• [Stated exercise A]: Rewrite the listing from its first line through the line with "292), (813, 215)]", changing "moored boat" to "anchored boat" and keeping everything else the same.

• [Text provided]:
- - - - -

Im trying to create  form which allows the users to edit their data , I've created the form ,added the sql i think is right but its not working and giving me sql erro that the data can't be inserted . this is my code for the form details.php :

<?php include '../header.php'; 
	  include '../config2.php';
	
	session_start();
	
	$id = $_POST['ID'];
	
	
?>
	<script type="text/javascript" src="js/jquery.js"></script>
	<script type="text/javascript" src="js/parsley.js"></script>
	
	<script>
		$(document).ready(function() { 

    // submit data on click and check if valid 
    $('#sendData').click(function(e) { 
        //check if valid with parsley
        var valid = $('#detailform').parsley ( 'validate' );
        if ( valid === false )

- - - - -

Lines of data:

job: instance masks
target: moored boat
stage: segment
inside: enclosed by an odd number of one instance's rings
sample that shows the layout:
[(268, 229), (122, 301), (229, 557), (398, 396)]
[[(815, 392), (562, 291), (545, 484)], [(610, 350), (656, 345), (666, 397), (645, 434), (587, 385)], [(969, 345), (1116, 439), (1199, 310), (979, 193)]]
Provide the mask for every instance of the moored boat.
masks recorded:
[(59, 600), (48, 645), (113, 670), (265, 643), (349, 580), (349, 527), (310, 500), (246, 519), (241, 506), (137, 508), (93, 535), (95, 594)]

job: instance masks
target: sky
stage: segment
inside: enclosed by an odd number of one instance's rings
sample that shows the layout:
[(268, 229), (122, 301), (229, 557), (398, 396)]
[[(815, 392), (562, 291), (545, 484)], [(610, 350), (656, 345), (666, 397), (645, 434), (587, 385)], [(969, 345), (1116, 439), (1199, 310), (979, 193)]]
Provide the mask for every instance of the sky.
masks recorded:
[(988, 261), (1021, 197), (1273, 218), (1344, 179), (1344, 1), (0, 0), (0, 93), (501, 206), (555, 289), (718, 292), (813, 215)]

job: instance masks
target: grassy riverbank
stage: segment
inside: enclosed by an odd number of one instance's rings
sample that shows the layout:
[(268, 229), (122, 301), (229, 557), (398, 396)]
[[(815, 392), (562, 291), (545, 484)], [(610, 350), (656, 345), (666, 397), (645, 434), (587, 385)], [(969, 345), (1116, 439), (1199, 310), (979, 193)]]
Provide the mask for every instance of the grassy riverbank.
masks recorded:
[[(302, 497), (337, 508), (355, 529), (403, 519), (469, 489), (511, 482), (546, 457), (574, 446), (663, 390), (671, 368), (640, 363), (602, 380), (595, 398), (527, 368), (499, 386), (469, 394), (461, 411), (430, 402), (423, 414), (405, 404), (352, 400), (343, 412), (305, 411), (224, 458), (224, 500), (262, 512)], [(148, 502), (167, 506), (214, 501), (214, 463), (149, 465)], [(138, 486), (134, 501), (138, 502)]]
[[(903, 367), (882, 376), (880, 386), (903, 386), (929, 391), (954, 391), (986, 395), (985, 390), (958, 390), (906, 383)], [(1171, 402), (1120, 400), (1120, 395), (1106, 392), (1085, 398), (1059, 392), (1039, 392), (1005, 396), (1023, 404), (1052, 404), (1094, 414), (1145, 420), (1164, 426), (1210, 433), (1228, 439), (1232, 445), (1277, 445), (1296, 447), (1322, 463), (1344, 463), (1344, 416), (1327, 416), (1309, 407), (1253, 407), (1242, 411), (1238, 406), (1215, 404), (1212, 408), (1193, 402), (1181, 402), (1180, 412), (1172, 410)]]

- - - - -

• [Stated exercise B]: Shorten the paragraph in the forum post that begins "Im trying to create form", keeping its main facts.

• [Full output A]:
job: instance masks
target: anchored boat
stage: segment
inside: enclosed by an odd number of one instance's rings
sample that shows the layout:
[(268, 229), (122, 301), (229, 557), (398, 396)]
[[(815, 392), (562, 291), (545, 484)], [(610, 350), (656, 345), (666, 397), (645, 434), (587, 385)], [(969, 345), (1116, 439), (1199, 310), (979, 193)]]
Provide the mask for every instance of the anchored boat.
masks recorded:
[(59, 600), (48, 645), (113, 670), (265, 643), (349, 580), (349, 527), (310, 500), (246, 519), (241, 506), (137, 508), (93, 535), (95, 594)]

job: instance masks
target: sky
stage: segment
inside: enclosed by an odd number of one instance's rings
sample that shows the layout:
[(268, 229), (122, 301), (229, 557), (398, 396)]
[[(815, 392), (562, 291), (545, 484)], [(610, 350), (656, 345), (666, 397), (645, 434), (587, 385)], [(969, 345), (1116, 439), (1199, 310), (979, 193)]]
Provide the mask for every instance of the sky.
masks recorded:
[(988, 261), (1021, 197), (1273, 218), (1344, 179), (1344, 1), (0, 0), (0, 93), (501, 206), (555, 289), (718, 292), (813, 215)]

• [Full output B]: The poster made a form, details.php, so users can edit their data, and added SQL they believe is right. It doesn't work and gives an SQL error saying the data can't be inserted. Their code for the form is shown.